#### Given passage

◆ ◆ ◆ ◆ ◆ ◆ ◆

This is me, the keep swimming person, head above water, but always needing to keep paddling toward the next new thing. My first two books came out of work published on websites. My last three books, too. The sum total of what I’ve earned from my books barely reaches a single year’s salary of a tenured full professor at a large state university.

And I’m a success story.

On the one hand, this life has given me access to many experiences that I otherwise never would have had. A secure, tenured professor of creative writing is not going to take up a blog for Inside Higher Ed, I don’t think.

On the other hand -- boy, am I tired! Every week I write a column for the Chicago Tribune, a blog post for this joint, plus two Substack newsletters, all while holding down a full-time job and trying to further my career and presence as a voice on writing pedagogy.

I also spend many hours worrying about the myriad threats to my portfolio of work. I started one of my newsletters explicitly as protection for if and when the vampiric hedge fund that has its sights on the Chicago Tribune takes full control and decides that the few hundred bucks a week that go to the guy who’s been writing a column for 10 years is an extravagance.

Honestly, I often love the hustle, but I wish it wasn’t, you know, quite so necessary.

But before I get too far on my own pity party, I spend time wondering what pathways exist for students of this generation who would like to do something like my work, and it seems exponentially harder. There is not only the debt with which they’re likely starting their lives, but even greater uncertainty around employment and financial security.

The most important writerly currency is not talent or quality, per se, but the amount of attention one can generate for their work, or more importantly, themselves. For sure, talent is a route to attention, but it is not the only or fastest route by any stretch of the imagination.

I may be among the last generation of writers who isn’t also required to be some combination of capital-P personality and spectacle, things that most writers are not cut out for provided they are in it for the writing rather than the attention.

When working my stint as a visiting instructor, students who loved writing and thought my gig looked pretty good -- because it was most of the time -- would come seeking wisdom about how they might forge a similar life, and I felt obligated to tell them the truth. I told them that my job was precarious, that it paid $35,000 a year or less -- here their eyes would go wide -- that I had to subsidize my living with all kinds of other work, and the only thing that made it even possible was a well-employed partner and our choice not to have children.

◆ ◆ ◆ ◆ ◆ ◆ ◆

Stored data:
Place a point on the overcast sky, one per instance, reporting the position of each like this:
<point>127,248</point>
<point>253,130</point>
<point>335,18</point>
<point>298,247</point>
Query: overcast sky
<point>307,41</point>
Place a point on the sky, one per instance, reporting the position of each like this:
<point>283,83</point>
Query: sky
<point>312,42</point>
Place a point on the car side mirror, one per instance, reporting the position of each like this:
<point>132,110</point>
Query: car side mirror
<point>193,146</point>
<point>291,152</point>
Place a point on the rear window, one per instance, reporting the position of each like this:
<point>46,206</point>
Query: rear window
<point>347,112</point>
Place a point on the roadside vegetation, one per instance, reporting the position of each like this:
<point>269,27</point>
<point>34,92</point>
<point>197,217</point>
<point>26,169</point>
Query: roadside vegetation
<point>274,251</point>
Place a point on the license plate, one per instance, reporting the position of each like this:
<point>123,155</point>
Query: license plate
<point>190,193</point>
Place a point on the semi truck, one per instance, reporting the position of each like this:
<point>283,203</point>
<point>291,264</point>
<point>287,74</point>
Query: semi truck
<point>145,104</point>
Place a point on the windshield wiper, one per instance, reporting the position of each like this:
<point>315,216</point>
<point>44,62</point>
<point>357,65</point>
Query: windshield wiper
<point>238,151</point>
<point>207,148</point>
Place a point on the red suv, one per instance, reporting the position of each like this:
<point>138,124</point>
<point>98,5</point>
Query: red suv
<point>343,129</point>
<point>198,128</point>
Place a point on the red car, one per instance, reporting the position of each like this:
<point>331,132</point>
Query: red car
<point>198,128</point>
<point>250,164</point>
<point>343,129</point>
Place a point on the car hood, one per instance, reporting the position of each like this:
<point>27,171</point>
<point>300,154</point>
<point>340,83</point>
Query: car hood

◆ ◆ ◆ ◆ ◆ ◆ ◆

Answer these questions about the passage on the writer's career:
(a) Which of the writer's books came out of work published on websites?
(b) What does the writer produce every week?
(c) What did the writer tell students the job as a visiting instructor paid?

(a) The first two books and the last three books.
(b) A column for the Chicago Tribune, a blog post for Inside Higher Ed, and two Substack newsletters.
(c) $35,000 a year or less.